■ Exercise material:
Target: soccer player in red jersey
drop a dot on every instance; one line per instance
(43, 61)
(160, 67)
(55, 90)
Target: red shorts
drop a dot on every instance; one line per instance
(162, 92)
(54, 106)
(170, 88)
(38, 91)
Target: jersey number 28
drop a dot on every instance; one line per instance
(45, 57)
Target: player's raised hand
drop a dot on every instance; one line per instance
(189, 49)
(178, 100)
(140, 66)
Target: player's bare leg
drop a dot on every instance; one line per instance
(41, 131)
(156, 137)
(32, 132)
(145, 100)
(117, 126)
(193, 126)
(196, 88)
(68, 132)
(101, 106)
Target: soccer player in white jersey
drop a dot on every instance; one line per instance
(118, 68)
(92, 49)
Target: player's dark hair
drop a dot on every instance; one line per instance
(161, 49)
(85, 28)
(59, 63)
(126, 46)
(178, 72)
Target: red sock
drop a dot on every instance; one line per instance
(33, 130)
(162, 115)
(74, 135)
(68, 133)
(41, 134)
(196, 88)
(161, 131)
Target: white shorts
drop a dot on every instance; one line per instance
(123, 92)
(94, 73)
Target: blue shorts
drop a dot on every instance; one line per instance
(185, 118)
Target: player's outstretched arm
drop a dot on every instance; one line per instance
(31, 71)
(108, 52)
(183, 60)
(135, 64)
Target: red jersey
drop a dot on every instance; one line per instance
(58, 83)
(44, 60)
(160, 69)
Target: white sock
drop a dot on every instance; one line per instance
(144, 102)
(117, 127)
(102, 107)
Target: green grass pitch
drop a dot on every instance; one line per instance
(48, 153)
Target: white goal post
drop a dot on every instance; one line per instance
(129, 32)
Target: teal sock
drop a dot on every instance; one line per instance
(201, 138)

■ Instructions to follow: Pull out every line of the records above and reproduce each one verbatim, in the same order.

■ Task answer:
Target: soccer player in red jersey
drop a dot on every instance; one line per instance
(43, 61)
(160, 67)
(55, 90)
Target: red shorts
drop a dot on every instance; one line per instance
(162, 92)
(54, 106)
(170, 88)
(38, 91)
Target: jersey number 28
drop a dot on every instance; one line per instance
(45, 57)
Target: player's raised hand
drop a dot on every instance; one line per instance
(189, 49)
(178, 100)
(140, 66)
Target: player's bare leg
drop a dot on every instance; one line per instance
(41, 131)
(156, 137)
(32, 132)
(145, 100)
(117, 126)
(193, 126)
(196, 88)
(68, 132)
(101, 106)
Target: soccer player in white jersey
drop a dot on every instance; one line per instance
(118, 68)
(92, 49)
Target: player's dark hair
drop a dot on every instance; one line per instance
(161, 49)
(85, 28)
(59, 63)
(126, 46)
(178, 72)
Target: red sock
drop a dot on every instance; one line per instance
(33, 130)
(162, 115)
(74, 135)
(68, 133)
(41, 134)
(196, 88)
(161, 131)
Target: white shorts
drop a dot on every instance; one line per instance
(123, 92)
(94, 73)
Target: blue shorts
drop a dot on every instance; one line per instance
(185, 118)
Target: player's outstretched arm
drop a dot on every instance; one line per instance
(31, 71)
(108, 52)
(183, 60)
(135, 64)
Target: red jersey
drop a dot on every instance; one line per instance
(58, 83)
(44, 60)
(160, 69)
Target: white sock
drop a dot on every instance; one line per instance
(144, 102)
(117, 127)
(102, 107)
Target: green grass pitch
drop a dot on every instance; one line per instance
(48, 153)
Target: white goal post
drop a dot on every instance; one line per instance
(129, 32)
Target: teal sock
drop a dot on every instance; one line per instance
(201, 138)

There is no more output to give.